Information provided start

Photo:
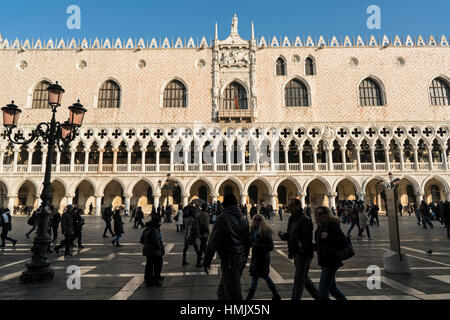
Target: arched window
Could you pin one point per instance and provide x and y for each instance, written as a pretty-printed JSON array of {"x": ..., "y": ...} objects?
[
  {"x": 370, "y": 93},
  {"x": 310, "y": 66},
  {"x": 175, "y": 95},
  {"x": 235, "y": 97},
  {"x": 40, "y": 96},
  {"x": 296, "y": 94},
  {"x": 109, "y": 95},
  {"x": 439, "y": 92},
  {"x": 281, "y": 67}
]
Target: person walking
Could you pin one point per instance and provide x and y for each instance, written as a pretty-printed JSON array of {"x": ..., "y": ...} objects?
[
  {"x": 33, "y": 221},
  {"x": 354, "y": 217},
  {"x": 262, "y": 244},
  {"x": 67, "y": 230},
  {"x": 107, "y": 217},
  {"x": 231, "y": 238},
  {"x": 300, "y": 248},
  {"x": 138, "y": 219},
  {"x": 203, "y": 233},
  {"x": 78, "y": 223},
  {"x": 154, "y": 251},
  {"x": 191, "y": 233},
  {"x": 179, "y": 220},
  {"x": 363, "y": 218},
  {"x": 118, "y": 228},
  {"x": 425, "y": 213},
  {"x": 6, "y": 224},
  {"x": 329, "y": 239},
  {"x": 55, "y": 221}
]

Information provided end

Give back exactly the lines beginning at the one with "Target: person walking" and ending at the final line of the material; both boundary lines belong in it.

Target: person walking
Could you pin one point per instance and provide x and y for each instance, written as a pretty-printed JSON array of {"x": ..., "y": ...} objects?
[
  {"x": 33, "y": 221},
  {"x": 354, "y": 217},
  {"x": 262, "y": 244},
  {"x": 67, "y": 230},
  {"x": 107, "y": 217},
  {"x": 231, "y": 238},
  {"x": 300, "y": 248},
  {"x": 138, "y": 219},
  {"x": 203, "y": 233},
  {"x": 78, "y": 223},
  {"x": 154, "y": 251},
  {"x": 191, "y": 233},
  {"x": 179, "y": 220},
  {"x": 363, "y": 218},
  {"x": 118, "y": 228},
  {"x": 425, "y": 213},
  {"x": 6, "y": 224},
  {"x": 329, "y": 239},
  {"x": 55, "y": 221}
]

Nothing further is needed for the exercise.